### OBJECTIVE:
The listing beneath should be written out in full, exactly as shown.

### Pointing dataset records:
──────────────────────────────

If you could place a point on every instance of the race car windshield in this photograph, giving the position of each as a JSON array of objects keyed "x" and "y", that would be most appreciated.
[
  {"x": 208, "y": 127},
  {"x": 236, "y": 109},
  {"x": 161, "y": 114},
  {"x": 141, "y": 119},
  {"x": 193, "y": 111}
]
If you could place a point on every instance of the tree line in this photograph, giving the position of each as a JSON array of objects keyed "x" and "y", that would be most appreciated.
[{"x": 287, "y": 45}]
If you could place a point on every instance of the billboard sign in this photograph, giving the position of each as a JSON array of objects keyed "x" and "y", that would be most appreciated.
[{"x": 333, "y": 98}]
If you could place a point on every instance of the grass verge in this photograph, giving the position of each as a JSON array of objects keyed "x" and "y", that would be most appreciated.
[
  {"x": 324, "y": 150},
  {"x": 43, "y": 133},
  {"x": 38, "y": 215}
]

──────────────────────────────

### ANSWER TO THE EXERCISE:
If you could place a point on every instance of the race car windshield in this photograph, giving the position of each as a JSON array of objects keyed "x" and "y", that would be most appreciated.
[
  {"x": 208, "y": 127},
  {"x": 236, "y": 109},
  {"x": 161, "y": 114},
  {"x": 141, "y": 119},
  {"x": 193, "y": 111}
]
If you could place a point on every instance of the tree line in this photograph, giving the position of each as a JSON array of objects keyed "x" and "y", that would be most appreciated.
[{"x": 287, "y": 45}]
If you could place a point on every instance of the billboard sign in this photograph, giving the position of each as a JSON array of objects keyed "x" and "y", that would be most appreciated.
[{"x": 333, "y": 98}]
If you could place a point on every instance of the grass verge in this photograph, giving the position of each as a JSON array of objects keyed "x" and "y", that would be most appreciated.
[
  {"x": 324, "y": 150},
  {"x": 43, "y": 133},
  {"x": 38, "y": 215}
]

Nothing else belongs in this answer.